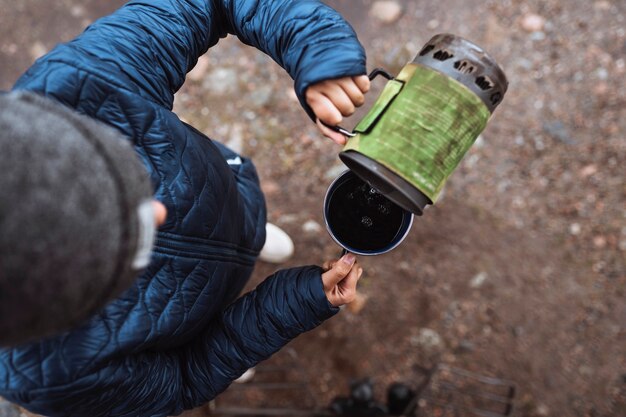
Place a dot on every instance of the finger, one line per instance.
(347, 287)
(339, 271)
(363, 82)
(353, 91)
(340, 99)
(323, 107)
(331, 134)
(160, 212)
(350, 282)
(328, 265)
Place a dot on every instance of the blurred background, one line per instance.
(518, 272)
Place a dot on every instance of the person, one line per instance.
(178, 335)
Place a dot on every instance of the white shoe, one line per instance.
(278, 245)
(246, 376)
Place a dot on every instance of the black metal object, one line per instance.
(467, 63)
(442, 391)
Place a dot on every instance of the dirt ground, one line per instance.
(518, 272)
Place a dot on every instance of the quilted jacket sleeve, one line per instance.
(156, 43)
(162, 383)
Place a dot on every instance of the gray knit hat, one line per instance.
(76, 221)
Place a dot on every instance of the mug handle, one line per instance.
(375, 72)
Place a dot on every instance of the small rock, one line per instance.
(270, 187)
(558, 130)
(386, 11)
(222, 81)
(599, 242)
(427, 339)
(602, 5)
(334, 172)
(37, 50)
(537, 36)
(311, 227)
(199, 71)
(357, 305)
(261, 96)
(465, 346)
(588, 171)
(478, 280)
(432, 24)
(533, 22)
(543, 410)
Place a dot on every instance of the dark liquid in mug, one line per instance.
(361, 218)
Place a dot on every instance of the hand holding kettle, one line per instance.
(331, 100)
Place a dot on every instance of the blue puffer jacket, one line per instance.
(177, 337)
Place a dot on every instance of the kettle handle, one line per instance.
(375, 73)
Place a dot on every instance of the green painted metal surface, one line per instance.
(421, 126)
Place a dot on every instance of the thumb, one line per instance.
(339, 271)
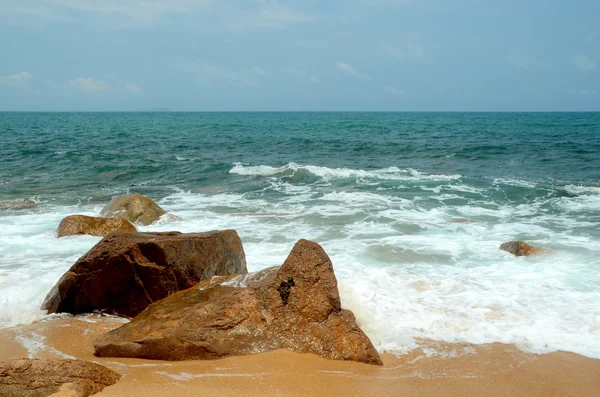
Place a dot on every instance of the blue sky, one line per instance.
(405, 55)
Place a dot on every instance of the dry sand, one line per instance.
(456, 369)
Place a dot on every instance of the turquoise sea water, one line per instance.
(382, 192)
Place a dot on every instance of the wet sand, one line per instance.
(453, 369)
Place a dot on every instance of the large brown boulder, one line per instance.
(125, 272)
(295, 307)
(520, 248)
(81, 224)
(40, 378)
(134, 208)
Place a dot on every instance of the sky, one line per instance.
(298, 55)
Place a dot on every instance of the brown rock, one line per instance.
(81, 224)
(134, 208)
(520, 248)
(125, 272)
(295, 307)
(39, 378)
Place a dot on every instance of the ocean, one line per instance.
(411, 208)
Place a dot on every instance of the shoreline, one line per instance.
(452, 370)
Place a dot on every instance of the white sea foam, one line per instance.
(404, 268)
(391, 173)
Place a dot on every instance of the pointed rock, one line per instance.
(135, 208)
(520, 248)
(295, 307)
(125, 272)
(81, 224)
(39, 378)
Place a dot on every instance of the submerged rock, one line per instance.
(125, 272)
(520, 248)
(295, 307)
(135, 208)
(39, 378)
(81, 224)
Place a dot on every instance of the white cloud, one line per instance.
(262, 72)
(408, 47)
(16, 79)
(526, 61)
(582, 62)
(209, 75)
(270, 15)
(146, 10)
(242, 15)
(300, 76)
(90, 85)
(344, 67)
(133, 89)
(393, 90)
(584, 93)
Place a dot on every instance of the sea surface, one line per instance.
(411, 207)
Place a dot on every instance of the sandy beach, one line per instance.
(446, 369)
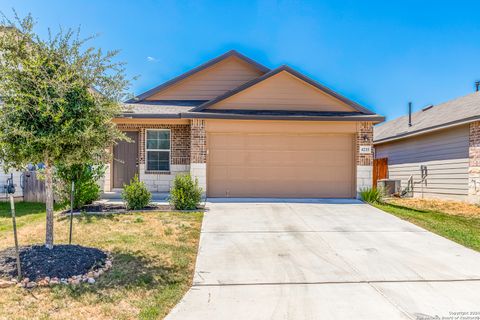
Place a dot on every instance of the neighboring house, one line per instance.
+===+
§ Your goal
Make an exact copy of the listing. Leave its pictures out.

§ Answer area
Place a dot on every instance of the finger, one line per instance.
(347, 287)
(339, 271)
(363, 82)
(353, 91)
(340, 99)
(323, 107)
(331, 134)
(160, 212)
(350, 282)
(328, 265)
Place a dot on every instance of the blurred background, one line per instance.
(518, 272)
Place a dot on every instance of the person, one line per instance.
(178, 335)
Place a dot on every instance of the white shoe, one line per instance.
(278, 245)
(246, 376)
Place a dot on every instance of the black metal object, one line per instance.
(467, 63)
(442, 391)
Place a dot on every instance of the dirt ground, one line per instance.
(518, 272)
Place a dot on every instance of the quilted jacket sleeve, one line per instance.
(156, 43)
(162, 383)
Place a dot on every instance of the gray knit hat, one line per instance.
(76, 221)
Place a dot on every instance of the mug handle, one line per instance.
(375, 72)
Place a dot on every instance of the small rock, one line per instance.
(270, 187)
(558, 130)
(386, 11)
(222, 81)
(599, 242)
(427, 339)
(602, 5)
(334, 172)
(37, 50)
(537, 36)
(311, 227)
(199, 71)
(357, 305)
(261, 96)
(465, 346)
(588, 171)
(478, 280)
(432, 24)
(533, 22)
(543, 410)
Place a dot on every instance of the dark liquid in mug, one line per instance.
(361, 218)
Place a dot on every instance of the hand holding kettle, one line per instance.
(331, 100)
Place a dot on every instance of the blue puffer jacket, one line per instance.
(177, 337)
Place a dot on every instance of the kettle handle, one line per instance.
(375, 73)
Place a dot on every instance of the green painted metal surface, one line per instance.
(421, 126)
Place a dot on every instance of the thumb, one line per instance.
(339, 271)
Place a dot on every instance of the blue sky, one line per instance.
(405, 55)
Place a dot on every instance of the dry sand, one line per instance.
(456, 369)
Place a dot on every instance of the turquoise sea water, one line per instance.
(382, 192)
Place a dot on every instance of the wet sand, one line per instance.
(453, 369)
Place a dot on every instance of the large brown boulder, one line per instance.
(125, 272)
(295, 307)
(520, 248)
(81, 224)
(40, 378)
(134, 208)
Place a dot on every instance of the sky, one line per instance.
(298, 55)
Place a dot on every instance of the brown rock, one line per instance.
(81, 224)
(134, 208)
(520, 248)
(125, 272)
(295, 307)
(39, 378)
Place a dot on every instance of the ocean, one line per instance.
(411, 208)
Place a dot on every instance of the shoreline, one line per instance.
(452, 370)
Place a dot on every instance of the white sea foam, one line per instance.
(404, 268)
(391, 173)
Place a dot on every instance of the pointed rock, one line per instance.
(135, 208)
(520, 248)
(295, 307)
(125, 272)
(81, 224)
(39, 378)
Place a dot on every instance of the submerged rock, one line per instance.
(125, 272)
(520, 248)
(295, 307)
(135, 208)
(39, 378)
(81, 224)
Place a dot on every instance of the white cloud, one line per instance.
(262, 72)
(408, 47)
(16, 79)
(526, 61)
(582, 62)
(209, 75)
(270, 15)
(146, 10)
(242, 15)
(300, 76)
(90, 85)
(344, 67)
(133, 89)
(393, 90)
(584, 93)
Place a dot on every instance of the sea surface, one line per instance.
(411, 207)
Place a dot on every instance of the sandy beach, one line per instance.
(446, 369)
Place a dot on every instance of the neighboring house, one line per instance.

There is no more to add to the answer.